[SUPPLIED PASSAGE]
** START **
Peters is the lead author of a paper (pdf) that appears today (July 24) in the journal Bioscience documenting the ecological harms of fence and barrier construction along the 2,000 mile US-Mexico border over the past decade, and the further damage that would be incurred by Trump administration’s proposed continuous wall. The paper is co-signed by 2,700 scientists from 47 countries. “Fences and walls erected along international boundaries in the name of national security have unintended but significant consequences for biodiversity,” they write. In fact, according to Defenders of Wildlife senior scientist Jenni Miller, the border barriers threaten the health of 1,5000 species of plants and animals, including 62 endangered or vulnerable species.
National heritage and national security
“Debates about the border wall typically focus on immigration, economics and national security, but the harm to Americans’ natural heritage is an outcome rarely discussed,” says Jennie Miller. “Do we really want to trade our natural heritage for national security?”
It’s a rhetorical question, she says: There’s no need to make such a stark tradeoff. We could avoid hurting ecosystems “if we simply take care to consider and mitigate impacts to wildlife and their habitats when implementing border infrastructure and operations.”
Instead, according to Miller and her colleagues, the US is bypassing environmental laws to build barriers. As a result, they construction undergoes no review processes or ecological assessments, and will end up degrading and fragmenting environments that conservationists and governments have invested a lot of time and money in. “Like any large-scale development, construction of the wall and associated infrastructure, such as roads, lights, and operating bases, eliminates or degrades natural vegetation, kills animals directly or through habitat loss, fragments habitats (thereby subdividing populations into smaller, more vulnerable units), reduces habitat connectivity, erodes soils, changes fire regimes, and alters hydrological processes (for example by causing floods),” the paper explains.
** END **
[TASK REQUIREMENTS]
1. From the border wall article, print the part starting with "Instead, according to" and going on through "the paper explains.".
2. According to the border wall article, how many scientists co-signed the paper, and from how many countries?

[PROVIDED DATA]
** START **
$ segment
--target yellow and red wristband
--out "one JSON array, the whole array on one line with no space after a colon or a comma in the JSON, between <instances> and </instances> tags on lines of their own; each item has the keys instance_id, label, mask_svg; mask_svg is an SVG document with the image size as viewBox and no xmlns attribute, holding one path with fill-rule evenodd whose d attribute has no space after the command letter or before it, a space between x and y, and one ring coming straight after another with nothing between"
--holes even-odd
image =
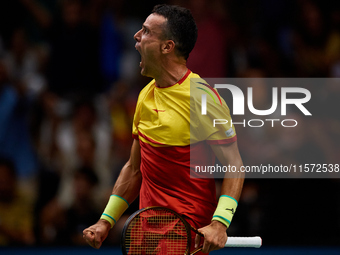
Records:
<instances>
[{"instance_id":1,"label":"yellow and red wristband","mask_svg":"<svg viewBox=\"0 0 340 255\"><path fill-rule=\"evenodd\" d=\"M110 222L112 228L129 206L128 201L124 198L118 195L111 195L100 218Z\"/></svg>"},{"instance_id":2,"label":"yellow and red wristband","mask_svg":"<svg viewBox=\"0 0 340 255\"><path fill-rule=\"evenodd\" d=\"M217 220L229 228L234 213L236 212L237 205L238 202L235 198L227 195L220 196L212 220Z\"/></svg>"}]
</instances>

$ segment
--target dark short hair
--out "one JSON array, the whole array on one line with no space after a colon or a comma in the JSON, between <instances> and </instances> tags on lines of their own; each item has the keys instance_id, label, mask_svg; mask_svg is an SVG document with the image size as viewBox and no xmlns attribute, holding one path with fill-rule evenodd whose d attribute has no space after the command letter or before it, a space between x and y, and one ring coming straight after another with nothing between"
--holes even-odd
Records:
<instances>
[{"instance_id":1,"label":"dark short hair","mask_svg":"<svg viewBox=\"0 0 340 255\"><path fill-rule=\"evenodd\" d=\"M164 35L175 42L177 53L187 59L197 40L197 26L190 10L177 5L159 4L151 13L167 19Z\"/></svg>"}]
</instances>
** END **
[SOLUTIONS TO EACH TASK]
1.
Instead, according to Miller and her colleagues, the US is bypassing environmental laws to build barriers. As a result, they construction undergoes no review processes or ecological assessments, and will end up degrading and fragmenting environments that conservationists and governments have invested a lot of time and money in. “Like any large-scale development, construction of the wall and associated infrastructure, such as roads, lights, and operating bases, eliminates or degrades natural vegetation, kills animals directly or through habitat loss, fragments habitats (thereby subdividing populations into smaller, more vulnerable units), reduces habitat connectivity, erodes soils, changes fire regimes, and alters hydrological processes (for example by causing floods),” the paper explains.

2. 2,700 scientists from 47 countries.